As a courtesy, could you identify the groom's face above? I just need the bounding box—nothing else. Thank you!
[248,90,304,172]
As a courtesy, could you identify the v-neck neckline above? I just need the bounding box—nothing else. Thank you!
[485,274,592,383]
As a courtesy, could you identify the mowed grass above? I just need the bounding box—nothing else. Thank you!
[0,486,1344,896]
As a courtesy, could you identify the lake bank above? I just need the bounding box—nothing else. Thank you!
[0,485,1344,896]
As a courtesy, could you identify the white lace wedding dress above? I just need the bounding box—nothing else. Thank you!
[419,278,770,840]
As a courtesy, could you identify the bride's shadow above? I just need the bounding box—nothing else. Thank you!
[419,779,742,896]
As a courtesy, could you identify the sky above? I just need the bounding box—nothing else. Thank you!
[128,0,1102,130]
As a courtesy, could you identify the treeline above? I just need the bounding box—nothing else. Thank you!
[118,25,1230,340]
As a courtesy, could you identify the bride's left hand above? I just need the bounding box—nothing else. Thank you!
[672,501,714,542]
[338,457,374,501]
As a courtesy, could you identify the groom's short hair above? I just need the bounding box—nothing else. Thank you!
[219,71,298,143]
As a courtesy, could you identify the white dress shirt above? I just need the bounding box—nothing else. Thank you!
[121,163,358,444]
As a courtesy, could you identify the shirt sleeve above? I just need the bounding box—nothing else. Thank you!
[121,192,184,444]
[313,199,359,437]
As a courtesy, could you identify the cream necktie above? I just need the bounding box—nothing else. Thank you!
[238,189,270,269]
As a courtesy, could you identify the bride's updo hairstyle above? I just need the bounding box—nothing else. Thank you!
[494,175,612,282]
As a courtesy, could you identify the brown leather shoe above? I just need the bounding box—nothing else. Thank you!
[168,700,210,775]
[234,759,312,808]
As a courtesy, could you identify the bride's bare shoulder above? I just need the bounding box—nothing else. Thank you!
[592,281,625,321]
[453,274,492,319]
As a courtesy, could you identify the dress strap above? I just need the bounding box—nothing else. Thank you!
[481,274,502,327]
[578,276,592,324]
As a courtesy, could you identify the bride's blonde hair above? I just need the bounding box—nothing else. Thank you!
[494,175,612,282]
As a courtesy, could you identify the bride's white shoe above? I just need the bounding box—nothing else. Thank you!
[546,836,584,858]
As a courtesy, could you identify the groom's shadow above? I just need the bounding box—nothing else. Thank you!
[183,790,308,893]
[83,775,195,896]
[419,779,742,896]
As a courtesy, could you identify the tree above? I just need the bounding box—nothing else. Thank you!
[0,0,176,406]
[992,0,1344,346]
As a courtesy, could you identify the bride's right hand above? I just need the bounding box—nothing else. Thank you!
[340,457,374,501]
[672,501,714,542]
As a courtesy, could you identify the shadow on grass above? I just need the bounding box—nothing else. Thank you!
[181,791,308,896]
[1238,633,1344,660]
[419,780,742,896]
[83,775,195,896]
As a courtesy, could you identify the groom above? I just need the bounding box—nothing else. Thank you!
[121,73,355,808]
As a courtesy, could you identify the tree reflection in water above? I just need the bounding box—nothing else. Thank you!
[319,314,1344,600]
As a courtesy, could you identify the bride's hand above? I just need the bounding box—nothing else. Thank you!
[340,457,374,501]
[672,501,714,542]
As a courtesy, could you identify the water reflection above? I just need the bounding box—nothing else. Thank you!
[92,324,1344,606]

——————————

REQUIRED WORK:
Repeat each of the records above word for word, without changing anything.

COMPLETE RESPONSE:
As a courtesy, could you identify the groom's face above? I just need the bounding box—nothing else. Thank you!
[248,90,304,172]
As a courtesy, could you identify the v-neck neckline above? I just need the bounding box—nothing else. Thank you!
[485,274,592,383]
As a courtesy, could you identify the mowed grass above? I just need the bounding box—nothing else. Thank you!
[0,486,1344,896]
As a courtesy, could you identify the lake bank above? I just need the bounding box—nothing else. Thank you!
[0,485,1344,896]
As a courtesy, could you identify the white lace wedding dress above? I just need the bounding box—nothing else. Thank you!
[419,278,770,840]
As a courtesy, could you identify the bride's shadow above? I just need the bounding box—nothing else. Thank you!
[419,779,742,896]
As a courtesy, could you identify the sky above? I just need the bounding box—nothing else. Thank you!
[128,0,1102,130]
As a courtesy, could you identify the treeline above? I just need the bounding box—nothing else. Thank you!
[118,25,1230,340]
As a courtesy, could you identify the bride's left hand above? I just need the bounding box—nothing else. Thank you!
[672,501,714,542]
[338,457,374,501]
As a courtesy, could you identify the groom's short hair above? I just need the bounding box—nothing else. Thank you!
[219,71,298,143]
As a courtesy, could you identify the white dress shirt above? I just need the bounding box—nothing else. Thank you!
[121,163,358,444]
As a courtesy, could you identify the shirt sleeve above? I just need the bounding box—nothing else. Thank you!
[121,192,184,444]
[313,199,359,437]
As a courtesy, could you identify the cream necktie above? I just need the bounding box—nothing else. Thank you!
[238,189,270,269]
As a courtesy, could you identify the bride's updo hairstyle above? I just need the bounding box—nothing else. Thank you!
[494,175,612,282]
As a courtesy, could you identify the brown leather shoe above? I just need the bounding box—nothing else. Thank you!
[168,700,210,775]
[234,759,312,808]
As a courtesy, could you identify the bride's bare shoulder above? I just need the bounding box—nothing else. Thank you!
[592,281,625,321]
[453,274,492,319]
As a courtesy, could you identify the dress strap above? I just need the bounding box—nothing else. Thank you!
[481,274,502,327]
[578,276,592,324]
As a courtesy, could you identify the bride's blonde hair above? I just need the bounding box—nothing else. Thank you!
[494,175,612,282]
As a courtesy, could you identify the bride's white shoe above? I just need the bounding box—nothing else. Thank you!
[546,836,584,858]
As a courtesy, could you identify the groom's shadow above? I just need the bounding box—nothing else. Thank you!
[183,790,308,893]
[83,775,195,896]
[419,779,742,896]
As a courtesy, could you identify the tree above? I just need the bounding box—nothing else. Thank you!
[0,0,176,406]
[992,0,1344,346]
As a courtesy, could you identify the bride's right hand above? I just need the bounding box—nothing else. Thank you!
[340,457,374,501]
[672,501,714,542]
As a courtesy, could you identify the shadow on grass above? I just need the bounding box—nothing else. Thank you!
[181,791,308,896]
[1238,633,1344,660]
[419,780,742,896]
[83,775,195,896]
As a courtesy, could you identify the groom above? I just need the bounding box—nothing else. Thank you!
[121,73,355,808]
As a courtesy, could you identify the tree reflection in water above? I just need the bounding box—nothing else. Thank you!
[319,314,1344,600]
As a courtesy, could you identify the bride's hand above? I just need the bounding box—nothing else. Thank you!
[340,457,374,501]
[672,501,714,542]
As a courtesy, could you identify the water reflection above? I just need the bounding box—nothing else. Thank you!
[92,324,1344,606]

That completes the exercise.